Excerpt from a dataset
--

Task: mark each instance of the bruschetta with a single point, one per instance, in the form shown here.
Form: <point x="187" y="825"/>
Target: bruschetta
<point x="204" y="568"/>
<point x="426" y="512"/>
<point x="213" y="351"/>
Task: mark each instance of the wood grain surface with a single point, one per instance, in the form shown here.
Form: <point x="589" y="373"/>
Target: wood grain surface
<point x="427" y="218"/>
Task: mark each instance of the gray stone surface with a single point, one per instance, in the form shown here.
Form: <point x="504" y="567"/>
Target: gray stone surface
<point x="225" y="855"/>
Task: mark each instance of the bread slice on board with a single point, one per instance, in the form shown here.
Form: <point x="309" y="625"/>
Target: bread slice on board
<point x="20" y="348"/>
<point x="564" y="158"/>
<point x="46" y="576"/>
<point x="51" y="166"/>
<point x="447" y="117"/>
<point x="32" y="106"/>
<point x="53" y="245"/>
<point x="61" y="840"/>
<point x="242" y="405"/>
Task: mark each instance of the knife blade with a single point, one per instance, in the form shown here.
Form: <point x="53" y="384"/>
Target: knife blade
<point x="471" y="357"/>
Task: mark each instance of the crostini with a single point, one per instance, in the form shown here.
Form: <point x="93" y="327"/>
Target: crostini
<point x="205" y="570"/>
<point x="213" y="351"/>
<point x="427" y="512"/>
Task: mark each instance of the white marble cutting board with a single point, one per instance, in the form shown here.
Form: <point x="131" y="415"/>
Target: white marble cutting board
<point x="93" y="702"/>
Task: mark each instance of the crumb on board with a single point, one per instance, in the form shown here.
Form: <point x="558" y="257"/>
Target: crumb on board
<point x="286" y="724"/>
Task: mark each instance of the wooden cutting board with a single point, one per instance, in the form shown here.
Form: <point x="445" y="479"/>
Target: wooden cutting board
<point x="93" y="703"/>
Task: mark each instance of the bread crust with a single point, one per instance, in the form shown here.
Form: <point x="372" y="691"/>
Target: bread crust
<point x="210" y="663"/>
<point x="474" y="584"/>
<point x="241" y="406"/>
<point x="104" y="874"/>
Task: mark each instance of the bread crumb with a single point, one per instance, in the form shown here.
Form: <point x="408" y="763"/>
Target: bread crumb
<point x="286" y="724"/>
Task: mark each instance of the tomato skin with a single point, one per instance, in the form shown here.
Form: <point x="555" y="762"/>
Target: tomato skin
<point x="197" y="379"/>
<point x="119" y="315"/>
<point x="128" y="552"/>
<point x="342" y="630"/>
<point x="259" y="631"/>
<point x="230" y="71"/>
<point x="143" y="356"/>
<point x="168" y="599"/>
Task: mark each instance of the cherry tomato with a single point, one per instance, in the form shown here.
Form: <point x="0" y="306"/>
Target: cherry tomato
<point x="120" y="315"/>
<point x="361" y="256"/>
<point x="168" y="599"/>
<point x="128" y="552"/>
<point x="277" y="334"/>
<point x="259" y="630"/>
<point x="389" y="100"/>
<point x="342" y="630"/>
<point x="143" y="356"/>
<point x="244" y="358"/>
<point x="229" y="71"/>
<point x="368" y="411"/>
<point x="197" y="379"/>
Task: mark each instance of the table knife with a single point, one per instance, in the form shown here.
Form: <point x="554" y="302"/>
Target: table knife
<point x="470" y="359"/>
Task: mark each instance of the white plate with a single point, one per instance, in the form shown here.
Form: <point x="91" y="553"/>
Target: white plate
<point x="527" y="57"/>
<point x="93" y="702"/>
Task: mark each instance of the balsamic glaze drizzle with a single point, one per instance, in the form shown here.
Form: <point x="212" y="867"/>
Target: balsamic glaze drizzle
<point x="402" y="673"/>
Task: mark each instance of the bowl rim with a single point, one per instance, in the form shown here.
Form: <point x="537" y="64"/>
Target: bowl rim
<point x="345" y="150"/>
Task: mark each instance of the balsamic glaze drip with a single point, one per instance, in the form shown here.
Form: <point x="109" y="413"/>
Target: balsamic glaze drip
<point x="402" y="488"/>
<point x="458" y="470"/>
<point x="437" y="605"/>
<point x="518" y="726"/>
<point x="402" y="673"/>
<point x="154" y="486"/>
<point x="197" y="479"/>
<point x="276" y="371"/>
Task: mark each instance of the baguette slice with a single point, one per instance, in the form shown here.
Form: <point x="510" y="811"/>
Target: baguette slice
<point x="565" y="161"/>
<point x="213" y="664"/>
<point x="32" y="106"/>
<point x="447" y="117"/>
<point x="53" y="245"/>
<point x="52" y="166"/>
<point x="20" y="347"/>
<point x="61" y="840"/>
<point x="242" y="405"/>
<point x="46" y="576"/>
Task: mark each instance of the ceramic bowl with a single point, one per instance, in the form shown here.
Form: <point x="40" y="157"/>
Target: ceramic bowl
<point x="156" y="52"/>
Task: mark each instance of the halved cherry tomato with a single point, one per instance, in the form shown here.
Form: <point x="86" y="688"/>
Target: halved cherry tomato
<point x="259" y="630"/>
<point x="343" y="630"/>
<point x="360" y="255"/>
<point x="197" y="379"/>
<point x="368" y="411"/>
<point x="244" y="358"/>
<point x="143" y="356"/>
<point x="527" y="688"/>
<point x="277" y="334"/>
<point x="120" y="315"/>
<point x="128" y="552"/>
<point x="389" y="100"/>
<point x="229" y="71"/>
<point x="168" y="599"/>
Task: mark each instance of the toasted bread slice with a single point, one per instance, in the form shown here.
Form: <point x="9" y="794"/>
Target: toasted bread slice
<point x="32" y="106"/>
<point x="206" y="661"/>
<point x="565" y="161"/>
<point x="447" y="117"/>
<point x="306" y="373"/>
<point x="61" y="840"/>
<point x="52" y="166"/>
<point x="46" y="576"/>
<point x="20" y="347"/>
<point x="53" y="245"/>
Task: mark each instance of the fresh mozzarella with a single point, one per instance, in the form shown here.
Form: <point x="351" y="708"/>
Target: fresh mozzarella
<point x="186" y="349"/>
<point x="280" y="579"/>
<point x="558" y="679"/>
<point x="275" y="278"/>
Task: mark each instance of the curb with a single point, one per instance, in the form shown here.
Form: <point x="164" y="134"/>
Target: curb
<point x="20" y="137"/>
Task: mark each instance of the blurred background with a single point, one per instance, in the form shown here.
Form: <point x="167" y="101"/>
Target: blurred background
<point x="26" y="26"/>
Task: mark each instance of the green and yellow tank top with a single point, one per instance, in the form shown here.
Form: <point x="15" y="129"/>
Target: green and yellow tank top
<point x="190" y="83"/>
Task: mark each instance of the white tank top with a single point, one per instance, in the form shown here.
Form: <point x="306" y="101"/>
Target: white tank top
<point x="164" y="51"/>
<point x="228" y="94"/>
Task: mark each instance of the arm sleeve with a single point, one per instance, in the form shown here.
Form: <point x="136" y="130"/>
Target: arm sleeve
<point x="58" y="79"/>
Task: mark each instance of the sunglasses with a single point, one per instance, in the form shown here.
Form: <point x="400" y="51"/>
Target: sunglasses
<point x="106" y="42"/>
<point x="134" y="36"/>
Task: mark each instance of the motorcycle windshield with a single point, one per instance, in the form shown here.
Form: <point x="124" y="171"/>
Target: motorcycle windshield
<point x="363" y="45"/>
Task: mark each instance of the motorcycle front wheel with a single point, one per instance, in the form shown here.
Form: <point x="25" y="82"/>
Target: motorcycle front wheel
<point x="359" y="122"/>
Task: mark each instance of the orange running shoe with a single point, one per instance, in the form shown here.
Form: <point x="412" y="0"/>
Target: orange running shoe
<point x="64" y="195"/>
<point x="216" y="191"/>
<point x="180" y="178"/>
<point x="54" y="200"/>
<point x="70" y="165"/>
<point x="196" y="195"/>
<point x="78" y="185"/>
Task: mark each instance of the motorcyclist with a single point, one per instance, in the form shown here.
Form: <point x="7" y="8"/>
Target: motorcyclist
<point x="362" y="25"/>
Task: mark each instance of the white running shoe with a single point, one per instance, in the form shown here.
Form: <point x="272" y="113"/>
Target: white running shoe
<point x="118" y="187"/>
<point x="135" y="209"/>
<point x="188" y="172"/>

--

> **GIVEN EXERCISE**: Quote, word for word, every line starting at the one that contains "Task: mark each instance of the sunglasses" and ending with the final line of the entries.

> **ANSWER TO THIS PROBLEM**:
Task: mark each instance of the sunglasses with a single point, one per instance, in the form shown here.
Form: <point x="400" y="51"/>
Target: sunglasses
<point x="106" y="42"/>
<point x="134" y="36"/>
Task: mark each instance of the motorcycle windshield with a single point, one per instance, in the form shown here.
Form: <point x="124" y="171"/>
Target: motorcycle windshield
<point x="363" y="45"/>
Task: mark each instance of the motorcycle front wheel with a single point, one per instance, in the form shown here.
Form: <point x="25" y="82"/>
Target: motorcycle front wheel
<point x="359" y="122"/>
Task: mark each instance of the orange running shoe with a single point, one per instance, in the form shown here.
Form: <point x="412" y="0"/>
Target: orange running shoe
<point x="64" y="195"/>
<point x="216" y="191"/>
<point x="180" y="178"/>
<point x="54" y="200"/>
<point x="70" y="165"/>
<point x="196" y="195"/>
<point x="78" y="185"/>
Task: mark each instance of the motorcyclist with a single point, one per instance, in the form shown here.
Form: <point x="7" y="8"/>
Target: motorcyclist
<point x="362" y="25"/>
Task: mark each instance of the white running shoe with a single point, one per instance, in the form shown here.
Form: <point x="272" y="113"/>
Target: white running shoe
<point x="118" y="187"/>
<point x="135" y="209"/>
<point x="188" y="172"/>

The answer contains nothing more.